## WHAT THIS TASK INVOLVES:
Write out every line of the material exactly as it appears.

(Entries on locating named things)
++++++++
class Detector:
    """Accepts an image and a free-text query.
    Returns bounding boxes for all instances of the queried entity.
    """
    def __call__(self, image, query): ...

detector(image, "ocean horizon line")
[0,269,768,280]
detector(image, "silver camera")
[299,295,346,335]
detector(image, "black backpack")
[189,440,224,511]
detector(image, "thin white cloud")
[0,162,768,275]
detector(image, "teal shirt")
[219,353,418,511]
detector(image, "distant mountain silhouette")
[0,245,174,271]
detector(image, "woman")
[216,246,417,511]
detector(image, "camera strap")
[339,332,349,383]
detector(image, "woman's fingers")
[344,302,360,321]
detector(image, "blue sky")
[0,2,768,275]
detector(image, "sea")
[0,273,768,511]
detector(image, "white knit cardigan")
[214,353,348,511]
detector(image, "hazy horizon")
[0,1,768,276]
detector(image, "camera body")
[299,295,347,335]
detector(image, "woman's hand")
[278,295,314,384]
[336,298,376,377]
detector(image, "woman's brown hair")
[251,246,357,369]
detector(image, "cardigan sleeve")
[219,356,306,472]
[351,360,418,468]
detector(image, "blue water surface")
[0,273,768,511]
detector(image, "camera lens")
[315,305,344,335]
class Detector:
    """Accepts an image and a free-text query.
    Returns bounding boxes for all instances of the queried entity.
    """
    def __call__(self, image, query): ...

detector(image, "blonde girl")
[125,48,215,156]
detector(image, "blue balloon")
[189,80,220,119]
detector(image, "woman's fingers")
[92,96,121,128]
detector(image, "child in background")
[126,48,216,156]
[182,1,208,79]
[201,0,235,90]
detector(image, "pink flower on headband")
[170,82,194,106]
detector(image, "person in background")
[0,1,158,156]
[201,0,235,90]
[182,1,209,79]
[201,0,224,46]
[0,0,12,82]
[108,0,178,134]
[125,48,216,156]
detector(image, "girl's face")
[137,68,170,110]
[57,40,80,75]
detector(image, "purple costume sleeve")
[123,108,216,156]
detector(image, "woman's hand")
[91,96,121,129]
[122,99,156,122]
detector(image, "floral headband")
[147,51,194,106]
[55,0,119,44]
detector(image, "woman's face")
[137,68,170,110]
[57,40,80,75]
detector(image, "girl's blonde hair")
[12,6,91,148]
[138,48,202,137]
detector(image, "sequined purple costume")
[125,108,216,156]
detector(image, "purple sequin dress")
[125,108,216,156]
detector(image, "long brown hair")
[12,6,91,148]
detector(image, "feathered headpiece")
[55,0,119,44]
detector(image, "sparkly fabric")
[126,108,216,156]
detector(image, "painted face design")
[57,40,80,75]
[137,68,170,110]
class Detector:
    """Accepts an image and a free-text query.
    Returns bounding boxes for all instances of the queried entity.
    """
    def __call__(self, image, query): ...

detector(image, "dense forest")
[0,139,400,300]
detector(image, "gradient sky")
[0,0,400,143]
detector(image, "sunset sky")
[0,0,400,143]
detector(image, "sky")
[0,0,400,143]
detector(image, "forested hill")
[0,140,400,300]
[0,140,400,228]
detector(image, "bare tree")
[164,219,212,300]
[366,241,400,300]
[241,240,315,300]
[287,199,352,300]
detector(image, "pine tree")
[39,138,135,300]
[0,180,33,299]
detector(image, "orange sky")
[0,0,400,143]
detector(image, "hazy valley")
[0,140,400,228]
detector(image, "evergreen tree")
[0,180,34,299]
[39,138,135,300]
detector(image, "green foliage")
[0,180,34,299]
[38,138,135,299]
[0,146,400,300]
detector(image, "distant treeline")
++++++++
## COMPLETED TASK:
class Detector:
    """Accepts an image and a free-text query.
    Returns bounding boxes for all instances of the queried entity.
    """
    def __call__(self, image, query): ...

detector(image, "ocean horizon line")
[0,269,768,280]
detector(image, "silver camera")
[299,295,346,335]
detector(image, "black backpack")
[189,440,224,511]
detector(image, "thin white cloud")
[0,162,768,275]
detector(image, "teal shirt")
[219,353,418,511]
detector(image, "distant mountain silhouette")
[0,245,174,271]
detector(image, "woman")
[216,246,417,511]
detector(image, "camera strap")
[339,332,349,383]
detector(image, "woman's fingers")
[344,302,360,321]
detector(image, "blue sky")
[0,2,768,275]
detector(image, "sea")
[0,273,768,511]
detector(image, "white knit cardigan")
[214,353,348,511]
detector(image, "hazy horizon")
[0,1,768,276]
detector(image, "camera body")
[299,295,347,335]
detector(image, "woman's hand")
[278,295,314,384]
[336,298,376,377]
detector(image, "woman's brown hair")
[251,246,357,369]
detector(image, "cardigan sleeve")
[219,356,306,472]
[351,360,418,468]
detector(image, "blue water surface")
[0,273,768,511]
detector(image, "camera lens")
[315,305,344,335]
class Detector:
    """Accepts an image and a free-text query.
    Returns bounding boxes for all instances of the queried entity.
    """
    def __call__(self, image, query): ...

detector(image, "blonde girl")
[125,48,215,156]
detector(image, "blue balloon")
[189,80,220,119]
detector(image, "woman's fingers")
[92,96,121,128]
detector(image, "child in background")
[126,48,216,156]
[182,1,208,79]
[201,0,235,90]
detector(image, "pink flower on headband")
[170,82,194,106]
detector(image, "person in background")
[0,1,158,156]
[201,0,235,90]
[182,1,209,79]
[201,0,224,46]
[0,0,12,82]
[108,0,178,134]
[125,48,216,156]
detector(image, "girl's face")
[137,68,170,110]
[57,40,80,75]
detector(image, "purple costume sleeve")
[123,108,216,156]
detector(image, "woman's hand")
[91,96,121,129]
[122,99,156,122]
detector(image, "floral headband")
[147,51,194,106]
[55,0,119,44]
detector(image, "woman's face")
[137,68,170,110]
[57,40,80,75]
detector(image, "girl's blonde hair")
[12,6,91,148]
[138,48,202,137]
detector(image, "sequined purple costume")
[125,108,216,156]
detector(image, "purple sequin dress")
[125,108,216,156]
detector(image, "long brown hair")
[12,6,91,148]
detector(image, "feathered headpiece")
[55,0,119,44]
detector(image, "sparkly fabric")
[126,108,216,156]
detector(image, "painted face design")
[57,40,80,75]
[137,68,170,110]
class Detector:
    """Accepts an image and a free-text query.
    Returns bounding boxes for all instances of the queried entity.
    """
    def __call__(self, image, query): ...

detector(image, "dense forest")
[0,139,400,300]
detector(image, "gradient sky")
[0,0,400,143]
detector(image, "sunset sky")
[0,0,400,143]
detector(image, "sky")
[0,0,400,143]
detector(image, "forested hill")
[0,140,400,300]
[0,140,400,228]
detector(image, "bare tree")
[164,219,212,300]
[366,241,400,300]
[241,240,315,300]
[287,199,352,300]
detector(image, "pine tree")
[39,138,135,300]
[0,180,33,299]
detector(image, "orange sky")
[0,0,400,143]
detector(image, "hazy valley")
[0,140,400,228]
detector(image, "evergreen tree")
[0,180,34,299]
[39,138,135,300]
detector(image, "green foliage")
[0,180,34,299]
[38,138,135,299]
[0,146,400,300]
detector(image, "distant treeline")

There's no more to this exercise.